Records supplied ▸
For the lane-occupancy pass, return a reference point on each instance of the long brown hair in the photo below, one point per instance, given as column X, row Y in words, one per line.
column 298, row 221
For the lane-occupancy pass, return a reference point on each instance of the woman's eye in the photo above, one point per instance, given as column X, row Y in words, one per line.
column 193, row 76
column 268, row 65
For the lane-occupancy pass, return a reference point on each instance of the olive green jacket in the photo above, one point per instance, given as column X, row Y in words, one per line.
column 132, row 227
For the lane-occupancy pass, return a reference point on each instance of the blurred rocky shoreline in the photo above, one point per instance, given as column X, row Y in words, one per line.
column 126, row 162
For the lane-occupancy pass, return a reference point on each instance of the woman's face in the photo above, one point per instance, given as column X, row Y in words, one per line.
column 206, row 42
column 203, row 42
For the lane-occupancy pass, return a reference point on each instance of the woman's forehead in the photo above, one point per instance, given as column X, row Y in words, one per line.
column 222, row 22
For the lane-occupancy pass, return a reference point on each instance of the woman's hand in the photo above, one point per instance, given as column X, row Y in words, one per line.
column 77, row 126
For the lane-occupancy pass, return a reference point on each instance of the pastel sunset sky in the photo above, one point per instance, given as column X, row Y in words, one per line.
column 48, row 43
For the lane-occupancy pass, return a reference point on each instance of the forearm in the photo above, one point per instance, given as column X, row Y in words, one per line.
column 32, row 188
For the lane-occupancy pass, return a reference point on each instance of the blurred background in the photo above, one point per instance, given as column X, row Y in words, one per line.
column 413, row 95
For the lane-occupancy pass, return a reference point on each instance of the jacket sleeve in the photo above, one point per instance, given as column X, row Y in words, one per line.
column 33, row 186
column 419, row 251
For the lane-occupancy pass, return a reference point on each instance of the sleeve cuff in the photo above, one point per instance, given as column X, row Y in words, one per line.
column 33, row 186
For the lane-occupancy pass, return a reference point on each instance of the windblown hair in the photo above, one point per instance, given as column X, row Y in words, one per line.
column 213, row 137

Task objective ▸
Please extract exactly, and only, the lines from the line containing "of the forearm" through the last line of the records.

Task result ▸
For the lane-occupancy pass, return a reference point on each instance of the forearm in the photo above, one point per instance, given as column X, row Y in words, one per line.
column 32, row 188
For the lane-occupancy pass, return a reference point on each instance of the blurred background in the photo above, one point per instance, given as column X, row Y in words, one per line.
column 413, row 95
For the lane-occupancy pass, return a reference point on each instance of the jacket sleeve in the photo above, one point per instance, given as column X, row Y in words, one per line.
column 33, row 186
column 419, row 251
For the lane-occupancy pass, return a reference point on each instance of the sleeve cuff in the photo above, one point per instance, given as column X, row Y in words, one per line.
column 33, row 186
For the lane-occupancy pass, return a reference point on each instance of the windblown hair in the photo above, one point per instance, given as column X, row Y in words, one per line.
column 213, row 137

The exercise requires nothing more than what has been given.